Where a line of the records contains the word "wall", show that line.

- **DATA TO EXAMINE**:
--------------------------------

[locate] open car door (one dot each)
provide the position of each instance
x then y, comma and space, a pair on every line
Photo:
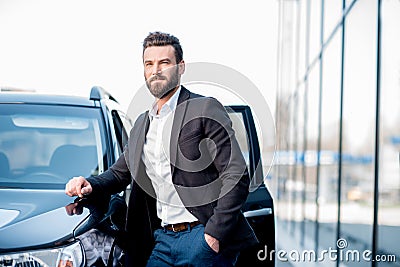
259, 208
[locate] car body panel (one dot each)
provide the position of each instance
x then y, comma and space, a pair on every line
34, 216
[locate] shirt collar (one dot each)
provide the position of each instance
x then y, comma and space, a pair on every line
168, 107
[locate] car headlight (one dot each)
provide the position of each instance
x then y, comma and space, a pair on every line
69, 256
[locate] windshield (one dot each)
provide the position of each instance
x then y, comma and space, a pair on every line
49, 144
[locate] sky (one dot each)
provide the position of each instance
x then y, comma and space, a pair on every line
66, 47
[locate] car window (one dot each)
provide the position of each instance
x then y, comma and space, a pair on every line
50, 144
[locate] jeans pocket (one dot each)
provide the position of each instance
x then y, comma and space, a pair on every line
207, 246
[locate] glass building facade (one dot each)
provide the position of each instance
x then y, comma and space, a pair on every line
336, 173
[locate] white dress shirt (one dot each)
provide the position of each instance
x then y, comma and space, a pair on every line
156, 158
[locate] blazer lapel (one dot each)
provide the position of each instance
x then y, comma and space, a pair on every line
139, 139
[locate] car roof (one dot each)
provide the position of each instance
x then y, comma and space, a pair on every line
40, 98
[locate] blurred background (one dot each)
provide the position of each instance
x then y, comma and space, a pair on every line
329, 71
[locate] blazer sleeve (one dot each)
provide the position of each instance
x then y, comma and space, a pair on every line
231, 167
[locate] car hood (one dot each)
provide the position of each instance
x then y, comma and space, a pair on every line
36, 218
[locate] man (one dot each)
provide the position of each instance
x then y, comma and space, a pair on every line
188, 177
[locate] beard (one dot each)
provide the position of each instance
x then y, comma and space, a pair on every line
160, 90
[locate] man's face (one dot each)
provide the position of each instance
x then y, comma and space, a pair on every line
161, 71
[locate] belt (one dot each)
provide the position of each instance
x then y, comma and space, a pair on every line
179, 227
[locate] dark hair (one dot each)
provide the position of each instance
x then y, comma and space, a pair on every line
163, 39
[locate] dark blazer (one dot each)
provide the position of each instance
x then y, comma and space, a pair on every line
208, 171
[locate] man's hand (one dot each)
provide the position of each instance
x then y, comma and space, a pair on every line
212, 242
78, 186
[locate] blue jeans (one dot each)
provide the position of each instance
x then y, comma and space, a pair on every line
186, 248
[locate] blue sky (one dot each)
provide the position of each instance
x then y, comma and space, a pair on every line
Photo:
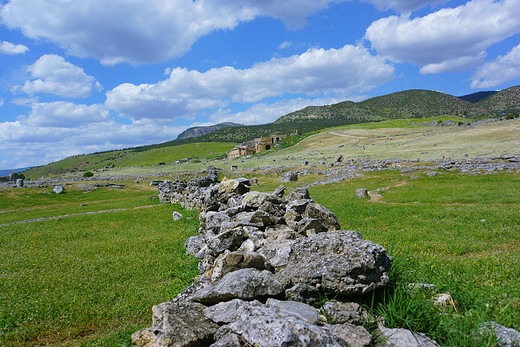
84, 76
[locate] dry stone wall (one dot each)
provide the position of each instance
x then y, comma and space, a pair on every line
265, 260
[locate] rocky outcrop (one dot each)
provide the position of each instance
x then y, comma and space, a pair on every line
265, 260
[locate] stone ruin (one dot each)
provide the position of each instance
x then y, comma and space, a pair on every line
266, 262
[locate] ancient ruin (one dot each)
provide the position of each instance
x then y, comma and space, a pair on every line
269, 266
258, 145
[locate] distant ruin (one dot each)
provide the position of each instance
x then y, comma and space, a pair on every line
255, 146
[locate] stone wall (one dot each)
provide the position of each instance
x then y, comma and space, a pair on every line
267, 265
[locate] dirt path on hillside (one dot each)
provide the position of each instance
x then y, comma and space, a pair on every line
74, 214
376, 197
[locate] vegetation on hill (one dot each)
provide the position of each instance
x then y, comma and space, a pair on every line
131, 157
199, 131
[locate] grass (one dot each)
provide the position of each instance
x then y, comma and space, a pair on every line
458, 232
91, 280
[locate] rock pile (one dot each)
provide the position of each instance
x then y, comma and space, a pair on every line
265, 260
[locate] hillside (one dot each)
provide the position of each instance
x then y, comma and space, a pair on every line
199, 131
406, 104
502, 102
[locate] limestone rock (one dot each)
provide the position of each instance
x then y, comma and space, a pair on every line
289, 177
323, 214
354, 336
244, 284
402, 337
176, 216
339, 261
177, 324
264, 326
362, 193
346, 312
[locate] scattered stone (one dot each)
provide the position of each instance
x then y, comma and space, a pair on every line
354, 336
506, 336
246, 284
177, 216
177, 324
362, 193
289, 177
402, 337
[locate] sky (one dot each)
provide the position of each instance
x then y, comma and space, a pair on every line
79, 77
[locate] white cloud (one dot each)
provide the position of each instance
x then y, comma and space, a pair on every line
140, 31
455, 64
261, 113
11, 48
403, 5
442, 40
53, 75
292, 12
60, 114
346, 71
505, 68
285, 44
27, 143
134, 31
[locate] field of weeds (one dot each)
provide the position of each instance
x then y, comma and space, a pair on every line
91, 280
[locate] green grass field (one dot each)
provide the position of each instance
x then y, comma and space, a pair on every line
92, 280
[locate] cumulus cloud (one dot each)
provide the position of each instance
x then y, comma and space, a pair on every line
444, 40
47, 137
11, 48
265, 112
60, 114
133, 31
403, 5
505, 68
345, 71
51, 74
140, 31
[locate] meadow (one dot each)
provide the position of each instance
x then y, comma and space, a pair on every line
91, 280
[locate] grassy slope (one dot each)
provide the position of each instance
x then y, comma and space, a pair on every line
128, 158
92, 279
455, 231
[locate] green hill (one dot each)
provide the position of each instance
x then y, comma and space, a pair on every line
407, 104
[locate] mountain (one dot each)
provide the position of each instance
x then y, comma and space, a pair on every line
414, 103
199, 131
6, 172
476, 97
502, 102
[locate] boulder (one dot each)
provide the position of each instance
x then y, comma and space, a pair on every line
362, 193
338, 261
346, 312
402, 337
177, 216
259, 325
289, 177
246, 284
353, 335
324, 215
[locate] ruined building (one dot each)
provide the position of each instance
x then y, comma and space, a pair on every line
258, 145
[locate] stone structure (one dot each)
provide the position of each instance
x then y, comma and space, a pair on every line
264, 260
258, 145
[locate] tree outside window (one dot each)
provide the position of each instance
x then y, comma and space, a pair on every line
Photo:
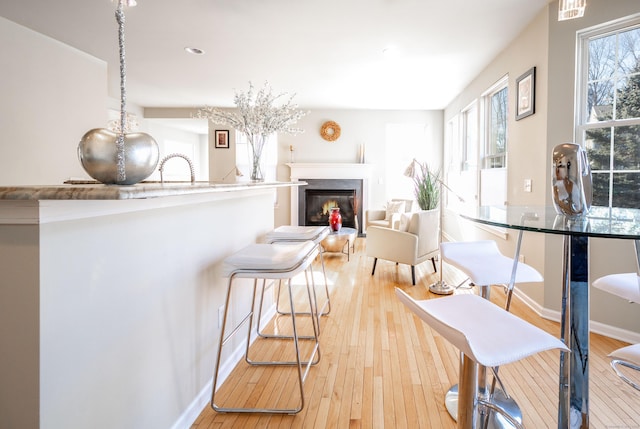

--------------------------------

- **EXERCISE OUTPUT**:
[locate] dry stone wall (one dot each)
[locate] stone wall (one dot each)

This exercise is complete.